### Job
Recast the lines below as a numbered list with any blank lines omitted, and leave the pictures out of your answer.

### The input
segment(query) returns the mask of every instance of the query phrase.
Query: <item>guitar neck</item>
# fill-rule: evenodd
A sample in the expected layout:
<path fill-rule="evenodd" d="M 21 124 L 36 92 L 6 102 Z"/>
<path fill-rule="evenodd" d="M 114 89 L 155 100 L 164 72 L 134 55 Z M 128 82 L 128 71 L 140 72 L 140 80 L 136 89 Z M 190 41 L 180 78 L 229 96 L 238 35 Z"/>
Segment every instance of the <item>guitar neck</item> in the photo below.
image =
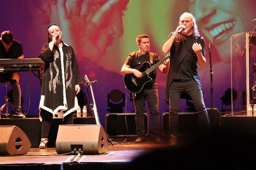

### Final answer
1. segment(query) returns the mask of every instance of the query phrase.
2. Query: <item>guitar neck</item>
3. # fill-rule: evenodd
4. A sample in the expected layout:
5. <path fill-rule="evenodd" d="M 21 124 L 36 92 L 6 102 Z"/>
6. <path fill-rule="evenodd" d="M 114 89 L 155 100 L 164 72 L 134 55 Z M 128 82 L 128 71 L 140 72 L 140 80 L 136 89 Z M 190 41 L 180 78 L 229 96 L 238 35 Z"/>
7. Segment every instance of the <item>guitar neck</item> in the photo below.
8. image =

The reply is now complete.